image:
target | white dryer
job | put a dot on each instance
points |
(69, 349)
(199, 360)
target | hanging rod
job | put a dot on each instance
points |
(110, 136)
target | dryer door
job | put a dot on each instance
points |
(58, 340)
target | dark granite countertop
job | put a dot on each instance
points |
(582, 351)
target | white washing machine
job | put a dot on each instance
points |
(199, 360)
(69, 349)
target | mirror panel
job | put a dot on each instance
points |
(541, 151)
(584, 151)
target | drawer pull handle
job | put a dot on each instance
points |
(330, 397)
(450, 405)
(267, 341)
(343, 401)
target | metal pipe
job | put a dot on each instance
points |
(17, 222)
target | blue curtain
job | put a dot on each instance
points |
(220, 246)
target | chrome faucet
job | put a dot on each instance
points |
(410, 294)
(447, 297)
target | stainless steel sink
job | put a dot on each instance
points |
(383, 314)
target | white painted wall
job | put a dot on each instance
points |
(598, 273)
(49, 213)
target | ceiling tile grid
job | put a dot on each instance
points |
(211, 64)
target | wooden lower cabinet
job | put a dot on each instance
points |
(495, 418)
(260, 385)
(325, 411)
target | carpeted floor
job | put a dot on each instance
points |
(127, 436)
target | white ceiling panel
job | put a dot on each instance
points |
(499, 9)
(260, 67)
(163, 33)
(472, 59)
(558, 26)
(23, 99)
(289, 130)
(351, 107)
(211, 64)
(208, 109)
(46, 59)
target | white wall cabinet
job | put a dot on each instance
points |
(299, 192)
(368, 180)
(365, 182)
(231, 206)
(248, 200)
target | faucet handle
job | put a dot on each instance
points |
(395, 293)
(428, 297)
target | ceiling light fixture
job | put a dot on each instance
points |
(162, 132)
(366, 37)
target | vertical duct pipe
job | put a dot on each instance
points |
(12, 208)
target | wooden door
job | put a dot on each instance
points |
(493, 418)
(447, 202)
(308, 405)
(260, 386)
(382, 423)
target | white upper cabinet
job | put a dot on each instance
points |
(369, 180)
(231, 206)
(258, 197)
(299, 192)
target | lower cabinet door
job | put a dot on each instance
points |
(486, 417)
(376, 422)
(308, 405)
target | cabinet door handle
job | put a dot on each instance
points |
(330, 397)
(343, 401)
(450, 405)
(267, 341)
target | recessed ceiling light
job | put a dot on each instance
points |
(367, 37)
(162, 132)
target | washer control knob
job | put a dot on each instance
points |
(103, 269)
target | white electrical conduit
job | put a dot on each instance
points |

To do.
Rewrite the entries from the line containing "target | washer control knob" through the last line of the entries, inclusive, and increase every coordinate value in the points by 34.

Exercise solution.
target | washer control knob
job | put a dot on each instance
points |
(137, 303)
target | white electrical conduit
job | put a dot on each instance
points |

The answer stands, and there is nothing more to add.